From: Ben Adida <ben@mit.edu>
Date: Sun, 19 Mar 2006 18:35:35 -0500
Message-Id: <ECDD438A-5DFF-457A-AD05-D849F2E8B1E7@mit.edu>
Cc: public-rdf-in-xhtml task force <public-rdf-in-xhtml-tf@w3.org>
To: www2006-developers@www2006.org

Dear WWW2006 Developer Track Chairs,

Please find, below my talk proposal for a WWW2006 DevTrack session.

-Ben Adida


Contact Information: Ben Adida, ben@mit.edu
(in cooperation with Mark Birbeck, Steven Pemberton, Ralph Swick, and  
Jeremy Carroll, members of the RDF-in-XHTML Task Force of the W3C.)

Presentation Title: RDF/A - Interoperable Metadata for XHTML

Preferred Length: 20 minutes

Possible Lengths: Lightning, 10 minutes, 20 minutes

	- Next Wave Web Technologies (preferred)

Pointing dataset rows:
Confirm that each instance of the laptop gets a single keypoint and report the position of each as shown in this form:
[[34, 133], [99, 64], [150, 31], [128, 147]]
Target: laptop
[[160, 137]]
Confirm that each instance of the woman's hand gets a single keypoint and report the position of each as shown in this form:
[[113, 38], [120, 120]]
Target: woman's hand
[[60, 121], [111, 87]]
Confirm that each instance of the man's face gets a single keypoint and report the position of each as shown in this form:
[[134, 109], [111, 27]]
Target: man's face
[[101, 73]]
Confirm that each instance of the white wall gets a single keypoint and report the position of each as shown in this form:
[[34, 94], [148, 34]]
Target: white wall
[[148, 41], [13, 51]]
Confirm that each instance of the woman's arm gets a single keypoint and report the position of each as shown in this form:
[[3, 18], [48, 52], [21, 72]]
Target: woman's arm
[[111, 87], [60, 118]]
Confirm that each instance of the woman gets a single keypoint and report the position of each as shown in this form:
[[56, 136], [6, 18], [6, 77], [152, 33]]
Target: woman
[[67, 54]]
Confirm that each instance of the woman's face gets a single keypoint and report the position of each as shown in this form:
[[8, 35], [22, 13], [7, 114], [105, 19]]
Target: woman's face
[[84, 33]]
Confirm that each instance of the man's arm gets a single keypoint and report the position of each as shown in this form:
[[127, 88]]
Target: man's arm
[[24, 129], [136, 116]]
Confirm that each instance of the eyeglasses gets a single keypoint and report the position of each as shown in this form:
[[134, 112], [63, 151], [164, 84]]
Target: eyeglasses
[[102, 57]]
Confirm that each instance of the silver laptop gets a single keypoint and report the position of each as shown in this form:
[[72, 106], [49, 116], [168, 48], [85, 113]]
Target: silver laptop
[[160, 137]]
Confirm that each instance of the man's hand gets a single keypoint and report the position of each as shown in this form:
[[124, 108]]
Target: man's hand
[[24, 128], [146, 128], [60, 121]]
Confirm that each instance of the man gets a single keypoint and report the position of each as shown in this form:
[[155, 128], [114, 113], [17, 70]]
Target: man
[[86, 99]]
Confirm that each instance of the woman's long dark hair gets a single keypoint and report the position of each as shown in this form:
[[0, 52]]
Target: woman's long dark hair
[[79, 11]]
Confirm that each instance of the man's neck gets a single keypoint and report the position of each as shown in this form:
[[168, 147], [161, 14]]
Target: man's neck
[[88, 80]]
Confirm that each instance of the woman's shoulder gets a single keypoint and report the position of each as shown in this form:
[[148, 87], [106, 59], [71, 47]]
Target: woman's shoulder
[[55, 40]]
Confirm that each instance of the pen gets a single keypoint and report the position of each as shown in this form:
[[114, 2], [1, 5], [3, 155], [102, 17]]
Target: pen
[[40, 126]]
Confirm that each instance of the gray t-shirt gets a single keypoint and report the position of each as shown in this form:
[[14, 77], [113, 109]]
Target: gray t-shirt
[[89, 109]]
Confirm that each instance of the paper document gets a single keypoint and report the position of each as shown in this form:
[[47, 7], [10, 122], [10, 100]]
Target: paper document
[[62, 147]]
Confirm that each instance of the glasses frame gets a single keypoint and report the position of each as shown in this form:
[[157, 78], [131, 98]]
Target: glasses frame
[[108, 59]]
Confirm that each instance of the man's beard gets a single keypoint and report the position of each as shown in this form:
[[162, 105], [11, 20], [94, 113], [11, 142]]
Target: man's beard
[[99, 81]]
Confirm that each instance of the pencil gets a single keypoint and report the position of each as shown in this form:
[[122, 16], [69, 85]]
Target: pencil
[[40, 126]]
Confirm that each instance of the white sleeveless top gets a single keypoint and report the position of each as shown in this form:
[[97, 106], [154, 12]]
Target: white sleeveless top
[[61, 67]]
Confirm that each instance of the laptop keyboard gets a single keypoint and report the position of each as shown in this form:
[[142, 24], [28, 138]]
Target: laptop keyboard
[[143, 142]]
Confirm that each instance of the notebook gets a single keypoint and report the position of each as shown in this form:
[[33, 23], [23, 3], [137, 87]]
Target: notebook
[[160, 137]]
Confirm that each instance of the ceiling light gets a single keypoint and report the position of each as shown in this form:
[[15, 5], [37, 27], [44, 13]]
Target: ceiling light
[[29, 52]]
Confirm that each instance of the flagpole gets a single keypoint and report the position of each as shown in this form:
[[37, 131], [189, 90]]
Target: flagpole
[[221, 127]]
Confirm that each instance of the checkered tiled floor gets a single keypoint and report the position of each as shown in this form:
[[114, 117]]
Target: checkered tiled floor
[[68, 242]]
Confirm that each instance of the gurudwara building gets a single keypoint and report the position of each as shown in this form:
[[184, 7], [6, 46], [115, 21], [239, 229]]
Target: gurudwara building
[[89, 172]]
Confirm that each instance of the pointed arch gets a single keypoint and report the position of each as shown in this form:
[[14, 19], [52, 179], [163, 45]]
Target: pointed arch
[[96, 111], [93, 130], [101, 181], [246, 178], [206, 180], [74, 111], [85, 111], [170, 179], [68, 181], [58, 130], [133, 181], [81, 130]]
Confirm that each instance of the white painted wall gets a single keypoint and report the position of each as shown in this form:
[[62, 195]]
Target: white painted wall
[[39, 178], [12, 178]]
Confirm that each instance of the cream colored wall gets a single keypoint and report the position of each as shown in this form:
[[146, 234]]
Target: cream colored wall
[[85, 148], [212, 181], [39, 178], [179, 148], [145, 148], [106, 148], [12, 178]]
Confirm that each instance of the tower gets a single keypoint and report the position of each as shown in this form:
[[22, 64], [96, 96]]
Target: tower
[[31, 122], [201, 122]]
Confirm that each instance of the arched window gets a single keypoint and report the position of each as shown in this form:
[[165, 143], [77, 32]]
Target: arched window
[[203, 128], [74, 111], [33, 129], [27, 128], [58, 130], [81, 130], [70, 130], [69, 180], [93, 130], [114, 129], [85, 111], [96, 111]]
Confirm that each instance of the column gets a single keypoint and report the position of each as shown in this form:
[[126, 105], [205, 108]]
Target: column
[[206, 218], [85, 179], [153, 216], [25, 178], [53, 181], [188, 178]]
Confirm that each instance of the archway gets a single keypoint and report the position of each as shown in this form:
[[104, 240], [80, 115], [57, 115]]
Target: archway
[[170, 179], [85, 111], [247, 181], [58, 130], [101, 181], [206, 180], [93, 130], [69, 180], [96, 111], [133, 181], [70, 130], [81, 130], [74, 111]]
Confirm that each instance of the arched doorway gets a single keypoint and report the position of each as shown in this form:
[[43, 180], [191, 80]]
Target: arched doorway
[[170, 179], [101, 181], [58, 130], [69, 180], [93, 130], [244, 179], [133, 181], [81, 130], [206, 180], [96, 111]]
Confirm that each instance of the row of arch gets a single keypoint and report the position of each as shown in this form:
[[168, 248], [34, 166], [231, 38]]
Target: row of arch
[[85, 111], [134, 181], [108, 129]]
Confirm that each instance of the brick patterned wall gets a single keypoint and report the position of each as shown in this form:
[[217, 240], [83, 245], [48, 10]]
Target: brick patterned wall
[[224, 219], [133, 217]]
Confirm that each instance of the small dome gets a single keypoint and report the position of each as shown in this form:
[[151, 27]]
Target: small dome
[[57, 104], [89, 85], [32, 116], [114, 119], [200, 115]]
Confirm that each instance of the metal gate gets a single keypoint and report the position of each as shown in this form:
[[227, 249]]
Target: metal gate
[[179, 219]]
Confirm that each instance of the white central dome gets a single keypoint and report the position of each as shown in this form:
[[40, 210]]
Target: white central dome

* _Problem to work on_
In the talk proposal, what length is given as preferred for the presentation?

* _Complete answer_
20 minutes